- [RECORDS PROVIDED]:
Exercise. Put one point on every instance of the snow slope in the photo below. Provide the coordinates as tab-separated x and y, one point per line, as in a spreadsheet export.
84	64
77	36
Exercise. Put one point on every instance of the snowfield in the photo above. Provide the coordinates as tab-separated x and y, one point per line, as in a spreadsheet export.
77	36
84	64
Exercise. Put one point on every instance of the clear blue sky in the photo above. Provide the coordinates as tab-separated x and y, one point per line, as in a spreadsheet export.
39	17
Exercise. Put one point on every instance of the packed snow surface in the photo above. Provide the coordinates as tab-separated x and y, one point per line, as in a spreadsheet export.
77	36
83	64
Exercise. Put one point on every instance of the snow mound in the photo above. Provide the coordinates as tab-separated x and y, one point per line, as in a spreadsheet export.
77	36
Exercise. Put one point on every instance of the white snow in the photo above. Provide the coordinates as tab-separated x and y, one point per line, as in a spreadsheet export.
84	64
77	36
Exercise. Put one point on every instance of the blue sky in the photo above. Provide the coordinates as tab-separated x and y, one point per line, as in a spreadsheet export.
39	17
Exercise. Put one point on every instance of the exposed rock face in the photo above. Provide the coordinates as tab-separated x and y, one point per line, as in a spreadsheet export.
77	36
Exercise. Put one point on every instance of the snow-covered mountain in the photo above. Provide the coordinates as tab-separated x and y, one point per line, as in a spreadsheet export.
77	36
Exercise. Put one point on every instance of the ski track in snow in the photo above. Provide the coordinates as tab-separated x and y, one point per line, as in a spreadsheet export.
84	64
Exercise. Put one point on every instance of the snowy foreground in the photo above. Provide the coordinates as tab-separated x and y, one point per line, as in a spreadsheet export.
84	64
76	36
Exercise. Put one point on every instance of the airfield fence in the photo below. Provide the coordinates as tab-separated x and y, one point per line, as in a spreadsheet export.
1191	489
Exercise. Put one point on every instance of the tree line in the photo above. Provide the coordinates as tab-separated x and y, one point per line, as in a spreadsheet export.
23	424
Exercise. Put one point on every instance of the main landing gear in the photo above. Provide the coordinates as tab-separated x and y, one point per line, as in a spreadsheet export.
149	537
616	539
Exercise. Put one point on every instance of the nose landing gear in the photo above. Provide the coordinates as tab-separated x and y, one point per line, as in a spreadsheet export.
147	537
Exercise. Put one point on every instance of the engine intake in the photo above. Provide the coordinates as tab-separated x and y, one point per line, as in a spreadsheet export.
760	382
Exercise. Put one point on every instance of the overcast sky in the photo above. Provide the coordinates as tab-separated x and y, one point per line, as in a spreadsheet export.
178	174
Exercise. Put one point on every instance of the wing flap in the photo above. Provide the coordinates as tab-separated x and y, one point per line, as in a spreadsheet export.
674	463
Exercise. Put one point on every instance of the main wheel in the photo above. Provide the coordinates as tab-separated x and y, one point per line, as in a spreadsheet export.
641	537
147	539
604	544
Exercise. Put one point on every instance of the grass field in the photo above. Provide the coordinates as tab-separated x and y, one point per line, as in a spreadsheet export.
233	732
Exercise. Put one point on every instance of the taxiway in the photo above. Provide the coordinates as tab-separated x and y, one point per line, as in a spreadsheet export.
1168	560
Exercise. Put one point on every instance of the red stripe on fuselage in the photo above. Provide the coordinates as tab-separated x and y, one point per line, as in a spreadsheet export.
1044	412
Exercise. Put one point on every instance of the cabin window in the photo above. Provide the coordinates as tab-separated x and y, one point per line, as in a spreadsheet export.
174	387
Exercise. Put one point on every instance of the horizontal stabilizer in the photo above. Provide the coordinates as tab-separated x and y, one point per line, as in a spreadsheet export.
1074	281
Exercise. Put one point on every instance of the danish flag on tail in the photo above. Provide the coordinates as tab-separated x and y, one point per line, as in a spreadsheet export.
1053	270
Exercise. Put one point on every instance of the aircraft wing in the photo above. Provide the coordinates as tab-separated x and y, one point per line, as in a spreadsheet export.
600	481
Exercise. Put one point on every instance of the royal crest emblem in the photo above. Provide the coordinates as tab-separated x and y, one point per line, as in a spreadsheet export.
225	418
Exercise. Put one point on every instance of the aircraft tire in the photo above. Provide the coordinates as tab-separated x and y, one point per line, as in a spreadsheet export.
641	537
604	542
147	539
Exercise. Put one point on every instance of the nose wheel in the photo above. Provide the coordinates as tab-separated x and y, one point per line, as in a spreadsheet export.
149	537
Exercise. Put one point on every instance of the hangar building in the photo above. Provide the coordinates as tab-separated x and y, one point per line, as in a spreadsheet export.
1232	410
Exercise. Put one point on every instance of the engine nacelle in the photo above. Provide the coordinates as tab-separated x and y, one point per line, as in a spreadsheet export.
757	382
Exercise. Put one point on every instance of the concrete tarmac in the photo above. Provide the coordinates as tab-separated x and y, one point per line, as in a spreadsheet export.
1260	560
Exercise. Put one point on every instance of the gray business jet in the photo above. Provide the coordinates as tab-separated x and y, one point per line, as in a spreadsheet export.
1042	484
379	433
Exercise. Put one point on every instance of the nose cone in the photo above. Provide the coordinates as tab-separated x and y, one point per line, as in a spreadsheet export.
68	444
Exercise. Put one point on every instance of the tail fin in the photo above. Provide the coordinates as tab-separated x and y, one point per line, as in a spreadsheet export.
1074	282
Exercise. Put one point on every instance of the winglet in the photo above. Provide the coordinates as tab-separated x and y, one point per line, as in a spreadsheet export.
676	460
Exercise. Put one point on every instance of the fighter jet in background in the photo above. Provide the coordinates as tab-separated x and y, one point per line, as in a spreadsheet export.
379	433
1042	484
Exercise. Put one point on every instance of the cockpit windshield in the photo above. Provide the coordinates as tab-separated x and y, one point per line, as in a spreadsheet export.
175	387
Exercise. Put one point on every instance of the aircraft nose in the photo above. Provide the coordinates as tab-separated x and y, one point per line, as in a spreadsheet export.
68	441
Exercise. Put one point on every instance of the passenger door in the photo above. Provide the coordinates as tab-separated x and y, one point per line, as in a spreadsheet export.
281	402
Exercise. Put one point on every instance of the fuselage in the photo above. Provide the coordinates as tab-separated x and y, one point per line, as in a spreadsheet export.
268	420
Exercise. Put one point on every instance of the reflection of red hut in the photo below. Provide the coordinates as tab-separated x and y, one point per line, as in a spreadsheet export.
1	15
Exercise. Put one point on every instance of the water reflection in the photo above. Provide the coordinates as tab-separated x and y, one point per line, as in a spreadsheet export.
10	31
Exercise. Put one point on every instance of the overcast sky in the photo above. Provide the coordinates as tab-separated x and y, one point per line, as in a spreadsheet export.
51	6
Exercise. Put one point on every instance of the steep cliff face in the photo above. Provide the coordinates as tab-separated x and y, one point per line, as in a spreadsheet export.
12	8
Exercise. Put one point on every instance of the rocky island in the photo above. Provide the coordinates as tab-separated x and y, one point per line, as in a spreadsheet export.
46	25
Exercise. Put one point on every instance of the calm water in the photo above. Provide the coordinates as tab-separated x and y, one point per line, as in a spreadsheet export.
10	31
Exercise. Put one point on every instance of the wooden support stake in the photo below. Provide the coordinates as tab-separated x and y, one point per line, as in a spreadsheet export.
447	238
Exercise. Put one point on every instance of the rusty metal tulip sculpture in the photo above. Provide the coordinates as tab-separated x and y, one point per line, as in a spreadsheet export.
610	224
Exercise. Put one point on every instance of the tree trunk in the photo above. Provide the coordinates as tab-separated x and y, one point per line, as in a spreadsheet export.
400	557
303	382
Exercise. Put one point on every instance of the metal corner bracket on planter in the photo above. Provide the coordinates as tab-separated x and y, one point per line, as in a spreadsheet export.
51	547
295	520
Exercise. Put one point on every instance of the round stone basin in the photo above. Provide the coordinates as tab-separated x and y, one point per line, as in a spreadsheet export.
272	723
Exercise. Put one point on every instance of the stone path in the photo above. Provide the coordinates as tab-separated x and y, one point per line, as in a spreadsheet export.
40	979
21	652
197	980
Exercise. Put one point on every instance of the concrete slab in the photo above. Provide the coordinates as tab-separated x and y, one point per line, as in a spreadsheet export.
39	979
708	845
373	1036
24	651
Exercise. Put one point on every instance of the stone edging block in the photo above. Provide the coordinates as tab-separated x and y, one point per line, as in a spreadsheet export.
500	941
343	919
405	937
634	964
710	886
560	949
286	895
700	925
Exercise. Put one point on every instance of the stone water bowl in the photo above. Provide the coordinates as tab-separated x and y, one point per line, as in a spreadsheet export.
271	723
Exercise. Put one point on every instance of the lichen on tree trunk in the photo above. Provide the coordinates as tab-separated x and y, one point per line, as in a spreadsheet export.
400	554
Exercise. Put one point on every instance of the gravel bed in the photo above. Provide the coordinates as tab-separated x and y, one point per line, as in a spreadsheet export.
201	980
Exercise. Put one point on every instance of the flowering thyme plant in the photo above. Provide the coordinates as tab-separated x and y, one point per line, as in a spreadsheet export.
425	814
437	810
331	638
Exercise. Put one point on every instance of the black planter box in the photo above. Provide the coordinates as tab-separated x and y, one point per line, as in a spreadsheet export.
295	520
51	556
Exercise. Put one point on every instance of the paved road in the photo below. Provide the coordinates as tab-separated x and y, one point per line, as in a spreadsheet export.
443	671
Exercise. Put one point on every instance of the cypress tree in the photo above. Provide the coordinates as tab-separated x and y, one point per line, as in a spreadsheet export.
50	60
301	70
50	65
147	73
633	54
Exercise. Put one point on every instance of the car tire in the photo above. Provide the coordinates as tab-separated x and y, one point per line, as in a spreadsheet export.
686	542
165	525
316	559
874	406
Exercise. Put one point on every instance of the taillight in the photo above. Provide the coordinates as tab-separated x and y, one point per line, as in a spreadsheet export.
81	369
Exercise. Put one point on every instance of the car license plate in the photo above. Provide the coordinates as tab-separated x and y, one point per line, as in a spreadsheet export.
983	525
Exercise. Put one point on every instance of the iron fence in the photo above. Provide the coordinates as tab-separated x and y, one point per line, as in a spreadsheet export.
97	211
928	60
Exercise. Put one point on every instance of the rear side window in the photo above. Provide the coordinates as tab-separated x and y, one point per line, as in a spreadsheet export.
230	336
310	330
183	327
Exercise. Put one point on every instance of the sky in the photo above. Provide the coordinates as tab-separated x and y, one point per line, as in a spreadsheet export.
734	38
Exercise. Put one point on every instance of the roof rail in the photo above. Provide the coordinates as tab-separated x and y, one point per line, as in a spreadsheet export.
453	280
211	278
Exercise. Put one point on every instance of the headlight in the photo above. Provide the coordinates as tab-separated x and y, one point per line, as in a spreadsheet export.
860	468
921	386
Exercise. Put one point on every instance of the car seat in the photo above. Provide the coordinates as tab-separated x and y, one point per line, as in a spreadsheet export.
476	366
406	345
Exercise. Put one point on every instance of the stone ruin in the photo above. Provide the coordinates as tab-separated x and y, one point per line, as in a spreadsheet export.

- [TASK DESCRIPTION]: Print exactly the lines above, starting at the line that contains "Exercise. Put one point on every instance of the sky" and ending with the last line of the records, both included.

- [EXERCISE ANSWER]:
Exercise. Put one point on every instance of the sky in the photo above. Provide the coordinates as tab-separated x and y, one point per line, as in a spreadsheet export.
734	38
Exercise. Put one point on every instance of the roof rail in the photo above. Provide the coordinates as tab-separated x and y, one point per line, as in a spreadsheet export.
453	280
211	278
Exercise. Put one point on every instance of the headlight in the photo above. Provide the coordinates as tab-separated x and y, one point per line, as in a spreadsheet export.
860	468
921	386
Exercise. Put one point on every instance of the car seat in the photo above. Provide the coordinates as tab-separated x and y, one point per line, as in a spreadsheet export.
476	366
406	345
Exercise. Put one point on every instance of the stone ruin in the photo above. Provide the coordinates as tab-separated x and y, one point per line, as in a spreadsheet export.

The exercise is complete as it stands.